> [Rows]:
□ □ □ □
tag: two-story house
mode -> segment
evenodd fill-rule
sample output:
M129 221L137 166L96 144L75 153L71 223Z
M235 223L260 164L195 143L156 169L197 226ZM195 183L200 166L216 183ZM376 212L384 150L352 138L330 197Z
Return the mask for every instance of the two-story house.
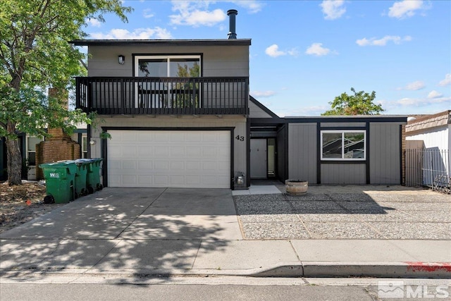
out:
M248 185L250 39L70 42L88 47L77 107L101 121L88 152L106 186Z
M77 107L104 186L245 189L251 178L401 184L407 116L279 118L249 96L251 40L75 40ZM105 132L111 139L101 139Z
□ □ □ □
> [Exercise instructions]:
Can you copy out all the items above with every "two-story house" swapped for "two-story home", leaving everything else unchanged and omitting the pictures?

> [Expected output]:
tag: two-story home
mode -> segment
evenodd fill-rule
sample output:
M129 221L137 166L96 144L75 153L71 223Z
M235 223L260 164L195 143L156 169L197 226ZM195 183L200 166L216 183ZM376 212L384 150L352 138L330 197Z
Return the mask for every instance of the two-story home.
out:
M248 185L250 39L70 42L88 47L77 107L101 121L88 152L106 186Z
M77 107L104 186L245 189L251 178L401 184L407 116L279 118L249 96L251 40L75 40ZM105 132L111 139L101 139Z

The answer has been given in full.